WHAT YOU ARE ASKED TO DO -
Reproduce every one of the entries below word for word, leaving out the pictures.

§ §

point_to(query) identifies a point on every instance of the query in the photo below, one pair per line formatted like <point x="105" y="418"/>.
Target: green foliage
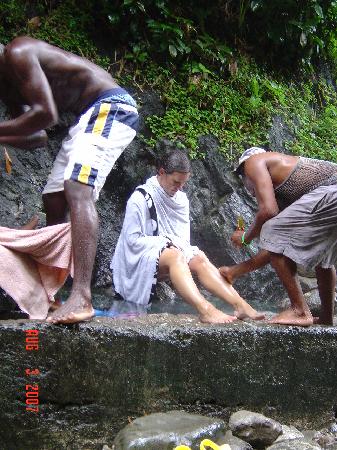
<point x="297" y="30"/>
<point x="239" y="111"/>
<point x="315" y="129"/>
<point x="65" y="24"/>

§ §

REPLY -
point_to(query) identifies a point on every instance of the query in the photo below, one pair per line formatted like <point x="105" y="418"/>.
Target: green foliage
<point x="297" y="30"/>
<point x="239" y="111"/>
<point x="315" y="129"/>
<point x="65" y="24"/>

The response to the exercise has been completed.